(Referring expression pointing data)
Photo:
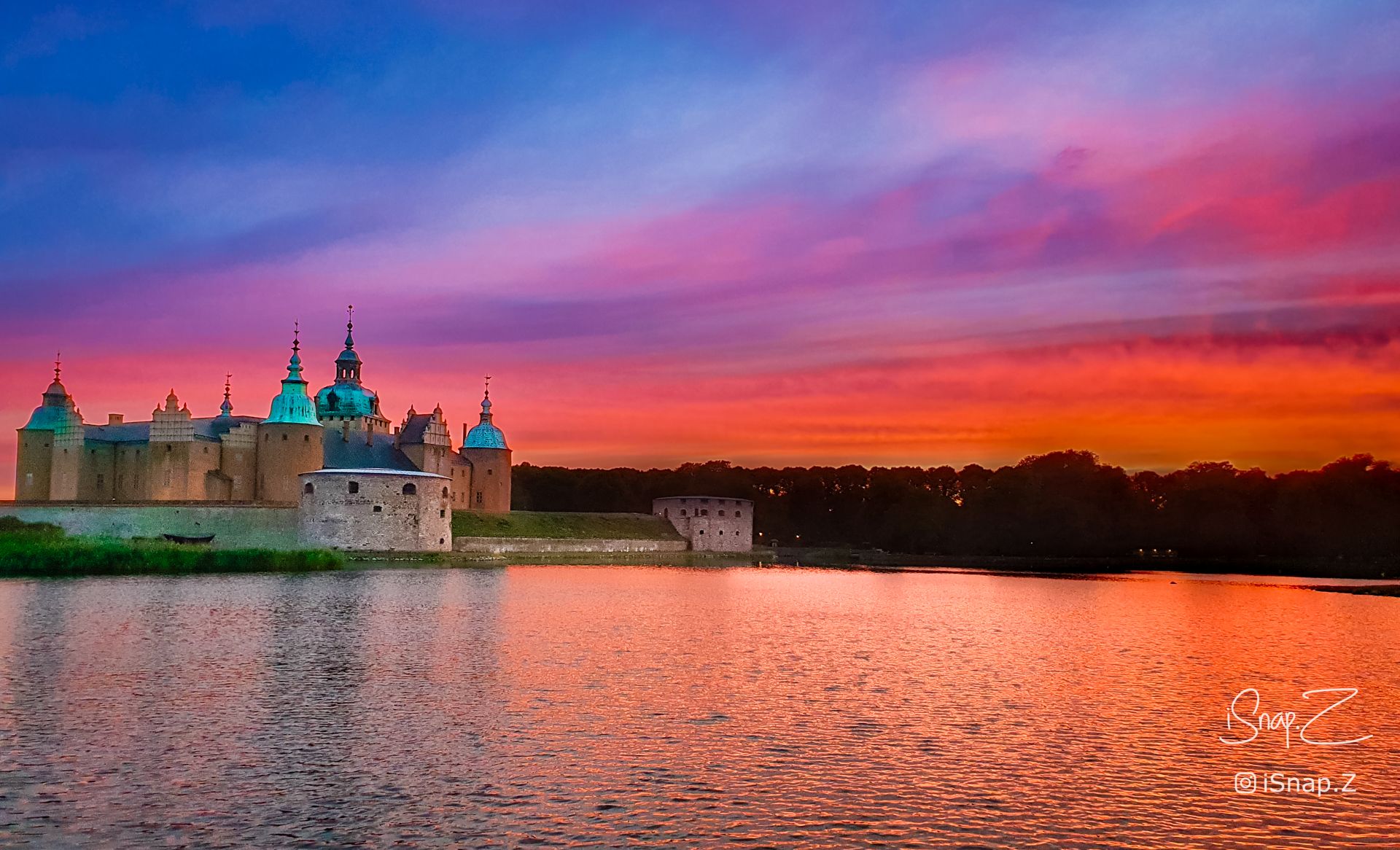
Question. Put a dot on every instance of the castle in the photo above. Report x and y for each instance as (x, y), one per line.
(249, 460)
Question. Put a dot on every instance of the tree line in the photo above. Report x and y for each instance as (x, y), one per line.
(1060, 504)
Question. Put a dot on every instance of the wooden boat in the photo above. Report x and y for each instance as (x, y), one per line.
(176, 538)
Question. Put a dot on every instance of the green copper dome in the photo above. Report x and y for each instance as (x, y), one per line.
(485, 434)
(292, 405)
(348, 398)
(55, 410)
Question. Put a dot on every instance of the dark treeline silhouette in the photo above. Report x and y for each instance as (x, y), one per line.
(1062, 504)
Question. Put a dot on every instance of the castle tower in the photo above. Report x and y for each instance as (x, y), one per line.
(485, 448)
(348, 399)
(290, 439)
(51, 447)
(171, 454)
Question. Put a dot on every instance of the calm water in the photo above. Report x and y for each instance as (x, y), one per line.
(586, 706)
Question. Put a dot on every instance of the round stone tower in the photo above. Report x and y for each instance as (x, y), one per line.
(485, 450)
(290, 439)
(52, 436)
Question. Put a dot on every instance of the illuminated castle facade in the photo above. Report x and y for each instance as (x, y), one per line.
(228, 459)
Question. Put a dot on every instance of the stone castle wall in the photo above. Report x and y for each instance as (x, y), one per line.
(567, 545)
(370, 510)
(489, 482)
(710, 524)
(233, 526)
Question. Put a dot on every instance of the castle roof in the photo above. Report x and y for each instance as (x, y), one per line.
(52, 415)
(348, 397)
(374, 471)
(210, 427)
(356, 453)
(415, 426)
(292, 405)
(485, 434)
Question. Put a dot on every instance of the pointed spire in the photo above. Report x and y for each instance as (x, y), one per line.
(292, 405)
(295, 363)
(485, 434)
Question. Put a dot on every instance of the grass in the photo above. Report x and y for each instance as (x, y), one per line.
(541, 524)
(41, 550)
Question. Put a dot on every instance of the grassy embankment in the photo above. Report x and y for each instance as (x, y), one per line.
(540, 524)
(42, 550)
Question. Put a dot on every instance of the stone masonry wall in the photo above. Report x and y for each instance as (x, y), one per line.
(377, 515)
(233, 526)
(545, 545)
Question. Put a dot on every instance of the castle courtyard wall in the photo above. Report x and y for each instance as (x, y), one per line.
(233, 526)
(566, 545)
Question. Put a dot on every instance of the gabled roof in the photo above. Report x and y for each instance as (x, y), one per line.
(356, 454)
(210, 427)
(415, 426)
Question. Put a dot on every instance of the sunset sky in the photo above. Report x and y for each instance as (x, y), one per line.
(770, 233)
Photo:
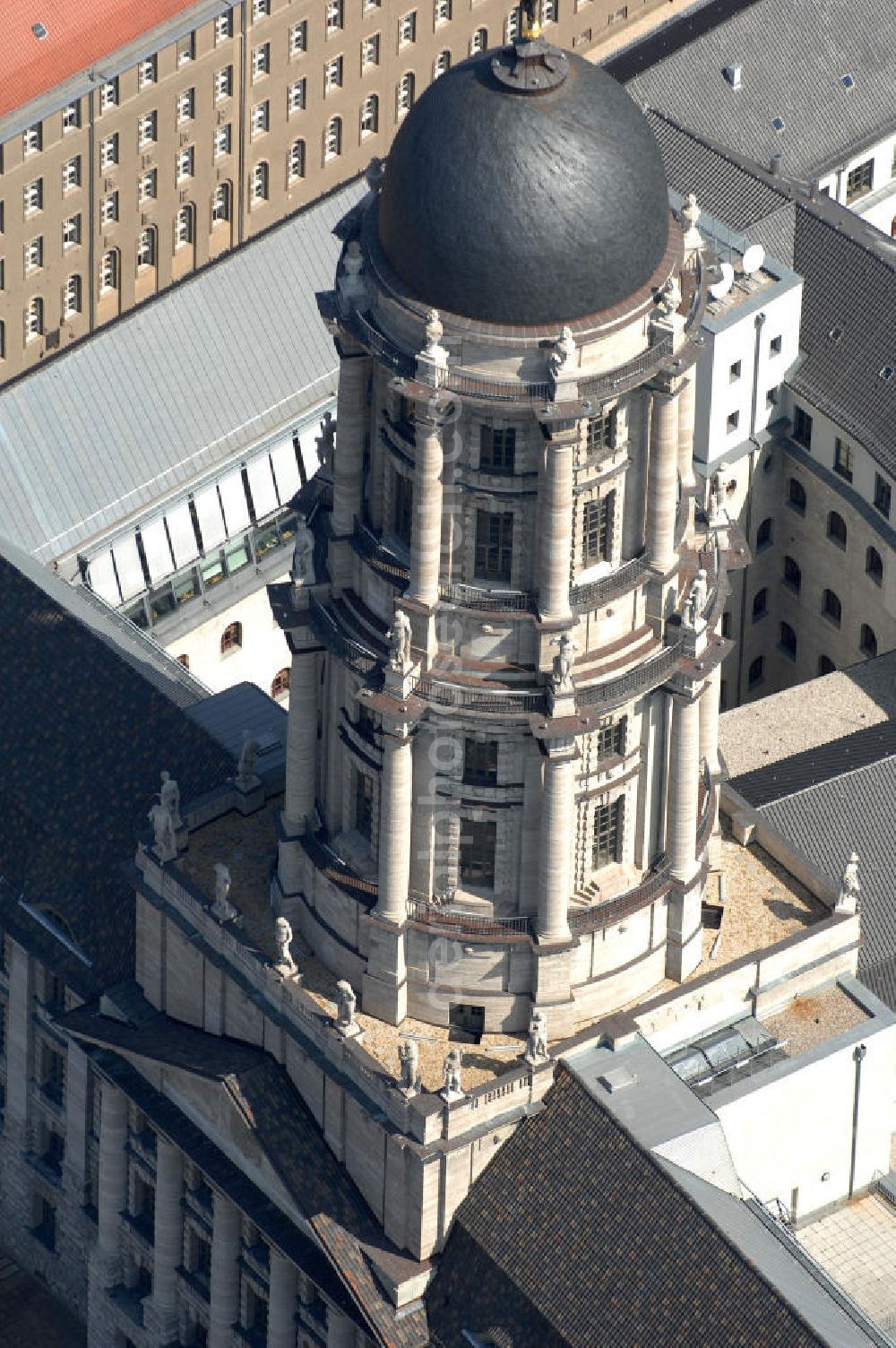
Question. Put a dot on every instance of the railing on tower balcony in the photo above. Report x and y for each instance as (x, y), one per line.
(596, 593)
(488, 601)
(480, 698)
(651, 888)
(467, 923)
(379, 557)
(647, 676)
(329, 633)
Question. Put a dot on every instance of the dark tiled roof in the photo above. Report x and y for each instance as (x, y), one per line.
(575, 1235)
(285, 1128)
(83, 738)
(792, 58)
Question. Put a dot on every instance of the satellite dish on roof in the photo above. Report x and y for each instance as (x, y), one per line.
(722, 286)
(754, 259)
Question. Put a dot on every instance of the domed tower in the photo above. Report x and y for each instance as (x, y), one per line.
(504, 696)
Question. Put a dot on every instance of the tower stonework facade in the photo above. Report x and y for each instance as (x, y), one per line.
(504, 697)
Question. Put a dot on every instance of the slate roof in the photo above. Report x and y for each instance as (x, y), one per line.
(174, 390)
(792, 62)
(291, 1141)
(577, 1235)
(83, 733)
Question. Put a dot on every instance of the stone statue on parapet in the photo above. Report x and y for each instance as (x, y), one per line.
(409, 1059)
(170, 799)
(302, 569)
(222, 909)
(452, 1089)
(283, 938)
(399, 638)
(849, 887)
(166, 847)
(537, 1043)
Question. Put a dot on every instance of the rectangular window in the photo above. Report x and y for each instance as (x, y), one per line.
(607, 834)
(883, 495)
(333, 74)
(34, 197)
(597, 530)
(260, 117)
(844, 459)
(72, 232)
(222, 84)
(858, 181)
(262, 61)
(34, 254)
(403, 513)
(497, 449)
(480, 762)
(147, 125)
(478, 853)
(494, 546)
(371, 51)
(72, 174)
(363, 804)
(802, 428)
(109, 151)
(147, 72)
(186, 106)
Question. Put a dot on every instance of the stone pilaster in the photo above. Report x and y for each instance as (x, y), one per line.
(556, 521)
(426, 537)
(662, 483)
(556, 858)
(162, 1312)
(114, 1181)
(352, 419)
(225, 1273)
(282, 1291)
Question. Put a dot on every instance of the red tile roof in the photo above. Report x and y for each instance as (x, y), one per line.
(80, 32)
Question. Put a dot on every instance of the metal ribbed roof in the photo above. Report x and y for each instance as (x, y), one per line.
(178, 387)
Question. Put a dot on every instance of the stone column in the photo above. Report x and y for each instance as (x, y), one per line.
(352, 421)
(684, 788)
(168, 1240)
(686, 432)
(19, 1045)
(224, 1292)
(396, 804)
(282, 1289)
(556, 856)
(426, 537)
(709, 720)
(662, 483)
(114, 1180)
(301, 740)
(556, 524)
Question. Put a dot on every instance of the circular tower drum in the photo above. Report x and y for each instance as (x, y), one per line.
(502, 744)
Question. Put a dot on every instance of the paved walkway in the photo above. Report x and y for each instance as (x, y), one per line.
(857, 1246)
(30, 1316)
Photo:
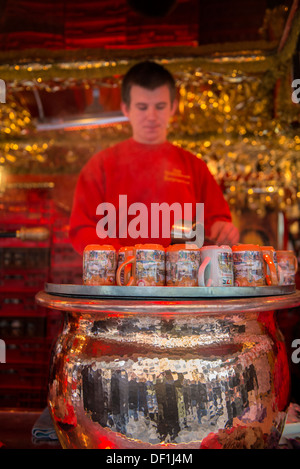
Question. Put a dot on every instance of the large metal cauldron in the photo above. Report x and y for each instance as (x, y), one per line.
(141, 373)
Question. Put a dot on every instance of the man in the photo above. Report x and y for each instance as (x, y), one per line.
(143, 172)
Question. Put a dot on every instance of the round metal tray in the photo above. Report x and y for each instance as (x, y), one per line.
(118, 292)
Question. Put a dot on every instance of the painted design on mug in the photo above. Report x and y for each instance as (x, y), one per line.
(182, 268)
(225, 263)
(150, 267)
(99, 267)
(248, 268)
(287, 267)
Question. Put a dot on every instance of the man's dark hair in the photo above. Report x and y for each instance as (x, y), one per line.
(149, 75)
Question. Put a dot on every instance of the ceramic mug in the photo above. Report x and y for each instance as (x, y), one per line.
(248, 265)
(216, 269)
(147, 266)
(182, 265)
(99, 264)
(123, 255)
(270, 265)
(287, 267)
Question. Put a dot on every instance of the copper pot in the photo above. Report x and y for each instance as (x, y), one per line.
(168, 374)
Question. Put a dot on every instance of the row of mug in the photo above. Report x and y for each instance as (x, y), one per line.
(187, 265)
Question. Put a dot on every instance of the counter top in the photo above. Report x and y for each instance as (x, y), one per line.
(161, 306)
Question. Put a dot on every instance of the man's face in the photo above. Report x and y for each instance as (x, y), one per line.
(149, 113)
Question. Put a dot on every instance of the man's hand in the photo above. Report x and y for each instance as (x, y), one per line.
(224, 232)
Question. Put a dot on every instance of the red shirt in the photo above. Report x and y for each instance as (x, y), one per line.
(143, 174)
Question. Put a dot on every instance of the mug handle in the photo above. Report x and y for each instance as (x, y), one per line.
(271, 279)
(201, 271)
(280, 276)
(130, 260)
(296, 264)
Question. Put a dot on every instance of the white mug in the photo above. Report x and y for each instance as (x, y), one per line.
(216, 267)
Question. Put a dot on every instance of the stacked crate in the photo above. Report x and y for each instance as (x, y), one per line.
(26, 328)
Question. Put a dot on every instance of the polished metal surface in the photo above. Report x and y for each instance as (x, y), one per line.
(169, 374)
(105, 291)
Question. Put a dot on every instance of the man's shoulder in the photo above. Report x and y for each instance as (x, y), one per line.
(189, 155)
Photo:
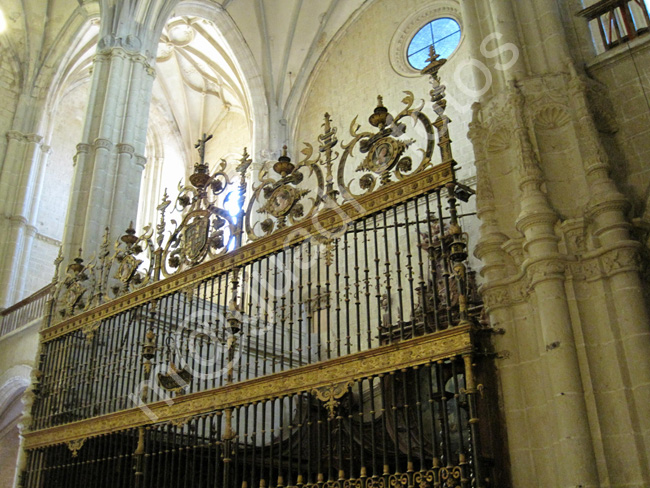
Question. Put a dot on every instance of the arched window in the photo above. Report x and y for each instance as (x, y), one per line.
(442, 33)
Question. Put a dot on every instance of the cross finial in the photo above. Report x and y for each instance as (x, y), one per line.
(200, 145)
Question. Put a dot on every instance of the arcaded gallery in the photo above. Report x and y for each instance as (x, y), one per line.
(324, 244)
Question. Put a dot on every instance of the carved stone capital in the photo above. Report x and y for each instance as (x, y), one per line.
(140, 160)
(546, 270)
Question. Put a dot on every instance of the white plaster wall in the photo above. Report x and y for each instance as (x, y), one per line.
(9, 97)
(356, 69)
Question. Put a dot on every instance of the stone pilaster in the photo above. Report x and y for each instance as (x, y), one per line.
(21, 181)
(110, 158)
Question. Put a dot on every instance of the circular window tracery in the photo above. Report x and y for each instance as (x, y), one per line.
(442, 33)
(410, 38)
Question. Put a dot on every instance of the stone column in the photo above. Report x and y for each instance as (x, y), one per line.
(21, 181)
(110, 159)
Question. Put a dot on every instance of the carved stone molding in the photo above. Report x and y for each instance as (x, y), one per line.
(545, 270)
(124, 148)
(83, 148)
(506, 293)
(100, 143)
(552, 116)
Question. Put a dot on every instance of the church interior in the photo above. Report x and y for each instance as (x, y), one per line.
(337, 244)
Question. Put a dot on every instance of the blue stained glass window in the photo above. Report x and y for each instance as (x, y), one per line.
(443, 34)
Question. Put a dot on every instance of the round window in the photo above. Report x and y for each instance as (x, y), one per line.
(443, 34)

*What needs to be done*. Beginning with the line that holds "Question. Put a dot on every instance of the arched" and ending with the last line of the data, copy each line exactly and add nothing.

*Answer to this task*.
Question. Put a dot on every instance of the arched window in the photo above. Report x and y for each instance as (x, y), one per line.
(442, 33)
Question. Put a dot on every instance of the cross finial in the photo above. Report x and y for each instance as (x, y), one per line.
(200, 145)
Question. Put a dot on every instance of the arcaded gallery in the photo above. Report x and y for each instance as (x, y), one per line.
(324, 244)
Question. Put a dot on every instance of the carved stone capital in the photo above. Report x and y for each instance as (x, y), one per line.
(140, 160)
(546, 270)
Question. Put a dot on every instance of the white plaster wall in the photo above. Report x and y for each instance as (x, y), one per line.
(9, 97)
(356, 69)
Question. Put a dot on every instance of the stone pilaster in the photo above. Report x and y for each instance as (x, y), one per line.
(21, 181)
(110, 158)
Question. Put a dot on every instance of the circular window tracery in the photo above. Report x and y for each instance as (x, y), one per line.
(442, 33)
(410, 38)
Question. Put a dot on every instance of the stone column in the photo above. Report x and y for each instance as (x, y), one per line.
(21, 181)
(110, 159)
Question. Put a dot on every instance of the carved stone molding in the photo above. Report x and y for each instance as (x, y), one per line.
(545, 270)
(124, 148)
(83, 148)
(506, 293)
(100, 143)
(552, 116)
Question. Put a dot on every instance of the church interior in the photo above. Report x and y for each instance as (x, y), one per line.
(337, 244)
Question. Put a dot on every instance of the blue stained glass window in the photo above. Report x and y for each instance as (x, y), one per line.
(443, 34)
Question. Put a dot on every instance of the round window in the photo above. Report x and y for each instance as (x, y), one per line.
(443, 34)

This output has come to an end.